**Exercise passage**
--*--
Gaussian BNs are computationally efficient because they offer exact algorithms for prediction and inference. However, they impose the restriction that discrete nodes cannot have continuous nodes as parents. To avoid this restriction, we use an appropriate transformation to ensure that the joint probability distribution is approximately Gaussian (Appendix A.2).

2.3 Dynamic Bayesian networks

Dynamic Bayesian networks (DBNs) are a useful tool for compactly describing the structure of statistical relationships and dependencies among multiple time series (Murphy 2002; Sucar 2015, Chap. 9). DBNs involve the discretization of the temporal range of interest into a finite number of slices (time points) and creating an instance of each random variable for each slice. Each temporal slice has the same set of nodes, and the dependency structure between the nodes at that slice is defined (the base network). This represents the system’s complete state at a single time point. The same set of arcs are placed between nodes from different slices to capture temporal relations, with their directions following the direction of time (the transition network). Thus, it is possible to accommodate possible loops and feedbacks in the network over time points (Nagarajan et al. 2013, Chap. 3). Common key assumptions are that the network structure and the probability distributions and associated parameters describing the temporal dependencies are time invariant; and that the system state follows a first-order Markov process. That is, the DBN is usually specified using only two consecutive time slices t-1 and t. This is because DBNs involving higher order and non-stationary processes pose computational challenges in structure learning (see below) and parameter estimation. It can also lead to a deterioration in the performance of model selection criteria (as was found to be the case here).

2.4 Structure learning

The first task in a BN analysis is to seek a DAG that best explains a given dataset. When enough prior knowledge exists the structure of the BN can be based on current process understanding. In cases where there is limited knowledge and little information available about the physical mechanisms that affect the system under examination, it is possible to infer an appropriate network structure directly from the data. This process is called structure learning. Learning the DAG from data alone is a challenging problem. The two primary methods for structure learning are constraint-based and score-based algorithms. Constraint-based algorithms start with a fully connected DAG and rely on conditional independence tests to learn the dependence structure of the data. A score-based search assigns goodness-of-fit scores to candidate networks (DAGs) and uses an optimization algorithm to maximize the fit. Scutari et al. (2019) suggest that constraint-based algorithms are often less accurate than the score-based algorithm tabu search (TS) for both small and large sample sizes. They also found that TS is often faster than its alternatives. Briefly, TS is an iterative procedure that can be superimposed on local search methods to enable a more thorough exploration of the solution space, escape from local optima and convergence towards the global or a near global optimum. From a feasible initial solution, the algorithm explores its neighborhood while using knowledge held in its tabu list. This list marks previously visited solutions as either temporarily or permanently forbidden. It improves the efficiency of the search and discourages the phenomenon called cycling which involves the reversal or repetition of selected moves near a local optimum. The exploration continues until a stopping criterion is met. Further details can be found in Fouskakis and Draper (2002) and Gendreau and Potvin (2019).
--*--
**Dataset**

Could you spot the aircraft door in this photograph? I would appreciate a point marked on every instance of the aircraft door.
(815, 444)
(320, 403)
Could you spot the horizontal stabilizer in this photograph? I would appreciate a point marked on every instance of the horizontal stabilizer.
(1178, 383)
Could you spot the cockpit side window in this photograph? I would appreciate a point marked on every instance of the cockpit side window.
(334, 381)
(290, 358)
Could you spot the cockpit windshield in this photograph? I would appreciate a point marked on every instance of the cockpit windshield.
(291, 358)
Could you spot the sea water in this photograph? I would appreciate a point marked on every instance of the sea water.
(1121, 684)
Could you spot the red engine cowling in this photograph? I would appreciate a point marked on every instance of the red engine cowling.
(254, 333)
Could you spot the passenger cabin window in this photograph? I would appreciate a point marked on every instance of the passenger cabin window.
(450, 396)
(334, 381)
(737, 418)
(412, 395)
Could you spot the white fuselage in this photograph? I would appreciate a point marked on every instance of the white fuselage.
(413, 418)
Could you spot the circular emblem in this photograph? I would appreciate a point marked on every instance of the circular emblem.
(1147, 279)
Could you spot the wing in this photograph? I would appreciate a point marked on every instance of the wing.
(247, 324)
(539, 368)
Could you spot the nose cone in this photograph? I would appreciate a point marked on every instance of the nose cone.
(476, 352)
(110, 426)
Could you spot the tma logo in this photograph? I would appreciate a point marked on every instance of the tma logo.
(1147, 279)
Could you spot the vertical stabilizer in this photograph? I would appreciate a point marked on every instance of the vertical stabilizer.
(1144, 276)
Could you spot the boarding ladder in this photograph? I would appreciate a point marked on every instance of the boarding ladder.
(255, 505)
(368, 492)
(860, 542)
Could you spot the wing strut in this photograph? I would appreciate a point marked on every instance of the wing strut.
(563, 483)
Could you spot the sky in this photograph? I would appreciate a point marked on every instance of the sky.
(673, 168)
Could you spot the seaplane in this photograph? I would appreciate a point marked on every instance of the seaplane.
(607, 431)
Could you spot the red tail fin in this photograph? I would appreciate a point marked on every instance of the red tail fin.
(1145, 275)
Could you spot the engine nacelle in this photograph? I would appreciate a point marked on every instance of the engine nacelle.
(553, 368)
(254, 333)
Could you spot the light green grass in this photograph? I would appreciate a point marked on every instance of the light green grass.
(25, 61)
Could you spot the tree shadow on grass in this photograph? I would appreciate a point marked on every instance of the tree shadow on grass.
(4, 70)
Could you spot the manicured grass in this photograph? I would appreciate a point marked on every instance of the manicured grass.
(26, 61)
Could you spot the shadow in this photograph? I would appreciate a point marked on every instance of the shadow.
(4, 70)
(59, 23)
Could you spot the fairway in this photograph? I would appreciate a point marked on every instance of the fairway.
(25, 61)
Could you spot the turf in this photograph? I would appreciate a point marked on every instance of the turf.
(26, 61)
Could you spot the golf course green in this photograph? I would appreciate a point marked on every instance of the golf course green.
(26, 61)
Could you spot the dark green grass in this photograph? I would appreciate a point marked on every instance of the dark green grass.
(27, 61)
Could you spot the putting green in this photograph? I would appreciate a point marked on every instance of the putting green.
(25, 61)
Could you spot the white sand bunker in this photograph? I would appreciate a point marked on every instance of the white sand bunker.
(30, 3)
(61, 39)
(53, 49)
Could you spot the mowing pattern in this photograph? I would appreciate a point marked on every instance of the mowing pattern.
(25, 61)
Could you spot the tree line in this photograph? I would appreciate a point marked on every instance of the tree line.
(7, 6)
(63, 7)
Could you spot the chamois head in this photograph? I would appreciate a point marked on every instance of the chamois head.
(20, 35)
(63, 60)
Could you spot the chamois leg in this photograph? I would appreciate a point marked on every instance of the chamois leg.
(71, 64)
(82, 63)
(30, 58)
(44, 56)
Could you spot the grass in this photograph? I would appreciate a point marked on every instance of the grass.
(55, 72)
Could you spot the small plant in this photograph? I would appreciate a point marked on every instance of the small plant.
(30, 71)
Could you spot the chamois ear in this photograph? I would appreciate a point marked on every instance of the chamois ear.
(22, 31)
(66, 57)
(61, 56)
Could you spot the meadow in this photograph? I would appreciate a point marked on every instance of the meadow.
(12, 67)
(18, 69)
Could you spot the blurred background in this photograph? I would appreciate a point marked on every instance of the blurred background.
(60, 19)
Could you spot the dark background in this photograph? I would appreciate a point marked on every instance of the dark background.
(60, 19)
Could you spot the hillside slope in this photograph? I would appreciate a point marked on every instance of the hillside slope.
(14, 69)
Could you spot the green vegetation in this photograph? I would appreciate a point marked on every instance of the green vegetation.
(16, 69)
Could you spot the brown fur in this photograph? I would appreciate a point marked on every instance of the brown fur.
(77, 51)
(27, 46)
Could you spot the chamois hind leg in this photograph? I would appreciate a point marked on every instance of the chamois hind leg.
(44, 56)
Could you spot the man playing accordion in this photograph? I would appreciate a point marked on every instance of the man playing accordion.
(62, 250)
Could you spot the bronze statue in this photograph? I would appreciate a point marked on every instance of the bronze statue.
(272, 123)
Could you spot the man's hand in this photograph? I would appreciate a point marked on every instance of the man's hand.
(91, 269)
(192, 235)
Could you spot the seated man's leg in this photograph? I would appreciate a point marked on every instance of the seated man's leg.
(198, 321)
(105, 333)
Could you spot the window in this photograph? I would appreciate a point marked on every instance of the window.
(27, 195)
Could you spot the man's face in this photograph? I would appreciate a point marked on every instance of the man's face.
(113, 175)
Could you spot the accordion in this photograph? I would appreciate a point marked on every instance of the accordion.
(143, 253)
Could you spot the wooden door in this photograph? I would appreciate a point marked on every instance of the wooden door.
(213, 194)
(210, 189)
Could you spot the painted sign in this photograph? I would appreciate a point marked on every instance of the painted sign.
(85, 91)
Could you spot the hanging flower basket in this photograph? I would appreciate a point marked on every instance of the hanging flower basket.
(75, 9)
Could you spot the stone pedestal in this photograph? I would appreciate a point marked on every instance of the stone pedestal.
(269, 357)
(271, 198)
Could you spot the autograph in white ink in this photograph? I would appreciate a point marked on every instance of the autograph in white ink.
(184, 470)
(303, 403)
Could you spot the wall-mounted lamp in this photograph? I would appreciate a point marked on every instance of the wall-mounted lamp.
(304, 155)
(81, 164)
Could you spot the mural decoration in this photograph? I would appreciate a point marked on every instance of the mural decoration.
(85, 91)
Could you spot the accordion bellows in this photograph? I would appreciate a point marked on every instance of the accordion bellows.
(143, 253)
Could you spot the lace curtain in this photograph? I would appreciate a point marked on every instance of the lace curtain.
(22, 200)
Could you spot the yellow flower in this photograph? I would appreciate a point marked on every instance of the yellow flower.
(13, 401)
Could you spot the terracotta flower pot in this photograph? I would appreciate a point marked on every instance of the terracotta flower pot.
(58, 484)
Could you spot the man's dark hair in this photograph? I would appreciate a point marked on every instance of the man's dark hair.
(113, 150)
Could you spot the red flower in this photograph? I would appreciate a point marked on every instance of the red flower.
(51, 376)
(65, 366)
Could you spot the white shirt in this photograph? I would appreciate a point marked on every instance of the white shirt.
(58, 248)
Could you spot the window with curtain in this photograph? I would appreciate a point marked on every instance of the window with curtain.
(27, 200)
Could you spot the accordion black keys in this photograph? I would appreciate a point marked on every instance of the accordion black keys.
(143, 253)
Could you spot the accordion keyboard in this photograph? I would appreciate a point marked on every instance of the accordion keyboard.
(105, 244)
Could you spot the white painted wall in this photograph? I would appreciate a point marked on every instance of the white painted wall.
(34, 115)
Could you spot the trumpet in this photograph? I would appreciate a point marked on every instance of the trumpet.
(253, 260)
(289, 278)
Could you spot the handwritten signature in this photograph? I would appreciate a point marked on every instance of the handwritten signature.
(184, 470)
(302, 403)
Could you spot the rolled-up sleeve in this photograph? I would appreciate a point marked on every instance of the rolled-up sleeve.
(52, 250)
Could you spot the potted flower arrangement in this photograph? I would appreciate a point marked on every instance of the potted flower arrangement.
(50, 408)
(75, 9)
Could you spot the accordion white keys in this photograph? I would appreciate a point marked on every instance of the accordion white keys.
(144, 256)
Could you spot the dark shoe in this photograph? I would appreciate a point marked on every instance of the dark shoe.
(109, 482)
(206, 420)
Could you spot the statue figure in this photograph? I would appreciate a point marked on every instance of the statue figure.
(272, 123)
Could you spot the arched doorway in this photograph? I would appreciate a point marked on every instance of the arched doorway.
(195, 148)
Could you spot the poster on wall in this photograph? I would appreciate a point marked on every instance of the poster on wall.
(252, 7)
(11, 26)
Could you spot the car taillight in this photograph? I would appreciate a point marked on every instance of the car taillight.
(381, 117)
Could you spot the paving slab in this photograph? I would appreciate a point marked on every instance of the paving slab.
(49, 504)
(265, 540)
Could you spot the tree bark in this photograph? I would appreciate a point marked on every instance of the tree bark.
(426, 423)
--*--
**Activity**
According to the Bayesian networks passage, how does the tabu list mark previously visited solutions? The material plays no part in this exercise.

**Task response**
As either temporarily or permanently forbidden.